§ Job: Show every line in the rows below that contains the string "reflection". Matching is case-sensitive.

= = = = = = =

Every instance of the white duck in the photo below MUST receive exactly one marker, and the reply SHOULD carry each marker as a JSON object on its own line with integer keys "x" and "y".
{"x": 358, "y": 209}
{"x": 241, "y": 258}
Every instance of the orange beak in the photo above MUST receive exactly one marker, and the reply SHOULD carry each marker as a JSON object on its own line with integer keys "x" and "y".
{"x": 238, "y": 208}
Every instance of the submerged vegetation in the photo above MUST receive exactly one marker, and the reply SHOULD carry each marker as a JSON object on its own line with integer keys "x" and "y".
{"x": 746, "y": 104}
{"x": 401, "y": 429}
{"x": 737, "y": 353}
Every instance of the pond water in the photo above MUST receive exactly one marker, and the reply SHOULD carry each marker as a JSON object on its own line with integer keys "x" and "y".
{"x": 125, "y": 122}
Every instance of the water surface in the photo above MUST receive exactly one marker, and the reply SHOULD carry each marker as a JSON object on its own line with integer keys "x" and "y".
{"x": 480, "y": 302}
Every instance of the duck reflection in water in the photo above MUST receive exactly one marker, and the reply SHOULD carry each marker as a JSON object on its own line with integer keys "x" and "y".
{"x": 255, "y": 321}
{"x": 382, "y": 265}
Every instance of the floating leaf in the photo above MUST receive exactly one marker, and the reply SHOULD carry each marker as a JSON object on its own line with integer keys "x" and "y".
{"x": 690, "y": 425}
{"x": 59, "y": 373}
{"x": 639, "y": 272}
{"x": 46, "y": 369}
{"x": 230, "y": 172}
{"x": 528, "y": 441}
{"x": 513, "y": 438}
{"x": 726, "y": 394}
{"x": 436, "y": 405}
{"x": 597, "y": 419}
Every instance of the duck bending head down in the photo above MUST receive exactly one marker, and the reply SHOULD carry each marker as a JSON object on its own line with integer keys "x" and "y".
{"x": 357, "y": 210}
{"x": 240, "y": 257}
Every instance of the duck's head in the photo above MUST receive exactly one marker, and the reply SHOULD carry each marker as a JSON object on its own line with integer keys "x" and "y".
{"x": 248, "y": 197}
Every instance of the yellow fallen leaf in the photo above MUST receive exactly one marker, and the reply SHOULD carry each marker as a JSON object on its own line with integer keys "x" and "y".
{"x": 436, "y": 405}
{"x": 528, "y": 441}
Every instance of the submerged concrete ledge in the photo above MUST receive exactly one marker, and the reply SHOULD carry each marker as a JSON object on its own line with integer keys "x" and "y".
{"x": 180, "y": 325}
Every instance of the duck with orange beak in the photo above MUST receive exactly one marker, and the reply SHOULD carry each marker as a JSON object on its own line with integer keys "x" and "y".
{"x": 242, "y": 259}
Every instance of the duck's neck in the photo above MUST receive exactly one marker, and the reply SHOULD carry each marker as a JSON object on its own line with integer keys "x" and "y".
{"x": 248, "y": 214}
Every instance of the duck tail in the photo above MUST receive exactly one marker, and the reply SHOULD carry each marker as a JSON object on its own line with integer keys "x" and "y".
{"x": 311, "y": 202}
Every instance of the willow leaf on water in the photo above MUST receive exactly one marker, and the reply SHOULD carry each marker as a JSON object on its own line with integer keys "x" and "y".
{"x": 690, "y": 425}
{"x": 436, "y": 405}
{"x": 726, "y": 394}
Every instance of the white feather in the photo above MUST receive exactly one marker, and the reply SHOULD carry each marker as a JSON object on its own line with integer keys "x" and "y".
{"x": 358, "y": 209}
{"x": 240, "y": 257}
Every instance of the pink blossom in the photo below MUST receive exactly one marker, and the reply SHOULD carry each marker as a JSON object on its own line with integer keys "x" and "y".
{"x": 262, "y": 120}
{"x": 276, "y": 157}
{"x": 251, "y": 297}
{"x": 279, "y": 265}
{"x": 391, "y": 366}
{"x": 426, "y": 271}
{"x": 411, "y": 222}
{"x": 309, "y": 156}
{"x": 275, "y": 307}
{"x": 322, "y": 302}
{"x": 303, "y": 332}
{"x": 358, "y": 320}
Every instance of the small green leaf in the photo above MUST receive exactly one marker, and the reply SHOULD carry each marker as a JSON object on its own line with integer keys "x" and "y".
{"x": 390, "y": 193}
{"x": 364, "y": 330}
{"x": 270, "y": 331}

= = = = = = =

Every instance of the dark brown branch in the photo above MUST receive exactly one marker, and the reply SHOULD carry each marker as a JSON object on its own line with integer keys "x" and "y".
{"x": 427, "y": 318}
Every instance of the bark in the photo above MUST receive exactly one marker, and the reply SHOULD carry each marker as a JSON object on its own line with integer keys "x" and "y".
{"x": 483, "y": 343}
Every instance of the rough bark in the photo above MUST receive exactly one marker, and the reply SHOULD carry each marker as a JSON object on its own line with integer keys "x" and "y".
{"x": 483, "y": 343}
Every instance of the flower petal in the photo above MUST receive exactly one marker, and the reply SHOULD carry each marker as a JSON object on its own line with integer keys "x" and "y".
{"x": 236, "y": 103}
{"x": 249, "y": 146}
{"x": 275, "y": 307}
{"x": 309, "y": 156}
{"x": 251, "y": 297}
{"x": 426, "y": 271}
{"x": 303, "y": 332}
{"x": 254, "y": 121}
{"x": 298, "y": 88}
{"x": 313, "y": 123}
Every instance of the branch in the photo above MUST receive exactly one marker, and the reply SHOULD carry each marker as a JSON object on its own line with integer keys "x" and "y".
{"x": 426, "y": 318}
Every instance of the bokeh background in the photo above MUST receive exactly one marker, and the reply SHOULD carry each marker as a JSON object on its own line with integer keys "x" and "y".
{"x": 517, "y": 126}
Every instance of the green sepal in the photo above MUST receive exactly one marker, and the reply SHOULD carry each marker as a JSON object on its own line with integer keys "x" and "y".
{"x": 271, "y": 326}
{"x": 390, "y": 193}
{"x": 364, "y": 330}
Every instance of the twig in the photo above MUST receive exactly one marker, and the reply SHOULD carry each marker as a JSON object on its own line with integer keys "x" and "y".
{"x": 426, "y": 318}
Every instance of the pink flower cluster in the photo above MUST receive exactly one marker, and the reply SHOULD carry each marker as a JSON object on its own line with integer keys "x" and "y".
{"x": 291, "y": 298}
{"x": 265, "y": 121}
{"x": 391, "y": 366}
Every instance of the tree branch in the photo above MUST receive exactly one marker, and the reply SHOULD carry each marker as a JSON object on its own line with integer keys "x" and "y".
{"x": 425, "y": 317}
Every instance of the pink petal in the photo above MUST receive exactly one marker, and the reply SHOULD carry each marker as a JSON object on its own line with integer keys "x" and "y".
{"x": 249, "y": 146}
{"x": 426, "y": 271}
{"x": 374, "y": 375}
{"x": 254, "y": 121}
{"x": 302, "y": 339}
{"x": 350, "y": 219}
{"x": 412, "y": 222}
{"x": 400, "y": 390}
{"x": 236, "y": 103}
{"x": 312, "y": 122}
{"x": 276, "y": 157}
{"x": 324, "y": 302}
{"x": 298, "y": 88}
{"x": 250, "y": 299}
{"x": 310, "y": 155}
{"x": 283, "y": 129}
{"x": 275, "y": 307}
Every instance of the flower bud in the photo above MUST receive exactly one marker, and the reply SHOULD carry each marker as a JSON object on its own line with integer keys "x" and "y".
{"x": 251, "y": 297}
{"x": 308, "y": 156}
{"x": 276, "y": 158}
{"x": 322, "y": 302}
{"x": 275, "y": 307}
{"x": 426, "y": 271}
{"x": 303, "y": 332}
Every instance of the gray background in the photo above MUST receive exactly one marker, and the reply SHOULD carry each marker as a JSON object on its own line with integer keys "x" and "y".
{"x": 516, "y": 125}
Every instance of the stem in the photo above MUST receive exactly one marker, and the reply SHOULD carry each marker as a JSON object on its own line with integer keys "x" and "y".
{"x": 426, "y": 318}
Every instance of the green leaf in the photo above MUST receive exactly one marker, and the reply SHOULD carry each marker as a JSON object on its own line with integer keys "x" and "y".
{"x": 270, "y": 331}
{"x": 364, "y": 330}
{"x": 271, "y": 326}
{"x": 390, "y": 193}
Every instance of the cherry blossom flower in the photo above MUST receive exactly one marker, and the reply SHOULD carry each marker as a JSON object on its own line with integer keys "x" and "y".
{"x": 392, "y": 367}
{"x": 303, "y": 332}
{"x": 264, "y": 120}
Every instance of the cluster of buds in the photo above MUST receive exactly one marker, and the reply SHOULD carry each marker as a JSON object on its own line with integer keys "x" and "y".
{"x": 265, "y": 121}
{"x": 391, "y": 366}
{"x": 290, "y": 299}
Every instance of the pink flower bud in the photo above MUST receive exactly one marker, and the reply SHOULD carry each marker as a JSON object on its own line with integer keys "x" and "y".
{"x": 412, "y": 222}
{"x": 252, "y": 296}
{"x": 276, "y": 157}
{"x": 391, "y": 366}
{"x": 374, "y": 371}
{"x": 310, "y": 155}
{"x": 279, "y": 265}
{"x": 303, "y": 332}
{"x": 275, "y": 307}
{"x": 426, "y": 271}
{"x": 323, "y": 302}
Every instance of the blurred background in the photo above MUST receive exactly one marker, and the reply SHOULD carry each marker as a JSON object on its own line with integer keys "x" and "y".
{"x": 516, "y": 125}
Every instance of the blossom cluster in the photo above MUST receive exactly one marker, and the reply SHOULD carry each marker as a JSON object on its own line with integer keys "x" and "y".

= = = = = = =

§ Answer to this problem:
Every instance of the duck reflection in water in the photo above MUST receive exactly one marker, and the reply SHOULD carry each marker as a JSON object on its own line with integer keys "x" and "y".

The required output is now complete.